Rewrite the material below with "locate" switched to "find", keeping everything else the same.

• **Pointing dataset excerpts**:
────────────────────
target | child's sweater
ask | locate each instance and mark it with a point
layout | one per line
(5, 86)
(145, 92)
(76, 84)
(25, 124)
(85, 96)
────────────────────
• **Expected output**:
target | child's sweater
ask | find each instance and mark it with a point
layout | one per line
(5, 86)
(145, 92)
(76, 84)
(25, 124)
(85, 96)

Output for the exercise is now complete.